Document:
Saturday, February 19, 2005

mompoet's surreal snow tube adventure

Okay, this won't be surreal if you are under 40, probably. But it was for me.

Friday was a Pro D Day. I took the day off work and drove the kids plus one 11 year old friend up to Cypress ski area to go snow tubing. We paid $14 each and got our instructions, then off we went. There's a rope tow. You get your snow tube (part of the deal) which has a long nylon web tether with a flexible ring at the end. The ring hooks over a doo-hickey that is attached to the rope tow. You lie in your tube like a baby going backwards uphill. Kids walking up the hill pass you easily. At the top you pop over a lip and and the tether unhooks as you slide backwards into a bowl of snow, still belly-up helpless. Then quickly you scramble out of the tube and grab the tube and get out of the way because your 14 year old is coming next and if anything he's less coordinated than you and he's big and heavy.

Problems to work on:
1 > According to the snow tube post, how much did each person pay for snow tubing?
2 > Reproduce the snow tube post from "Okay, this won't" to "big and heavy.".
3 > Decide whether each statement agrees with the snow tube post, answering yes or no and quoting the deciding words: (a) The narrator took the day off work for the trip. (b) The snow tube had to be paid for separately from the $14 fee. (c) Riders on the rope tow move faster than kids walking up the hill.
The data plays no part in this work.

Supplied data:
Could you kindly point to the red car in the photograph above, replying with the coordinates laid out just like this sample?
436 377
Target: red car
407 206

Exercise results:
1 > Each person paid $14.

2 >
Okay, this won't be surreal if you are under 40, probably. But it was for me.

Friday was a Pro D Day. I took the day off work and drove the kids plus one 11 year old friend up to Cypress ski area to go snow tubing. We paid $14 each and got our instructions, then off we went. There's a rope tow. You get your snow tube (part of the deal) which has a long nylon web tether with a flexible ring at the end. The ring hooks over a doo-hickey that is attached to the rope tow. You lie in your tube like a baby going backwards uphill. Kids walking up the hill pass you easily. At the top you pop over a lip and and the tether unhooks as you slide backwards into a bowl of snow, still belly-up helpless. Then quickly you scramble out of the tube and grab the tube and get out of the way because your 14 year old is coming next and if anything he's less coordinated than you and he's big and heavy.

3 >
(a) Yes: "I took the day off work"
(b) No: "You get your snow tube (part of the deal)"
(c) No: "Kids walking up the hill pass you easily."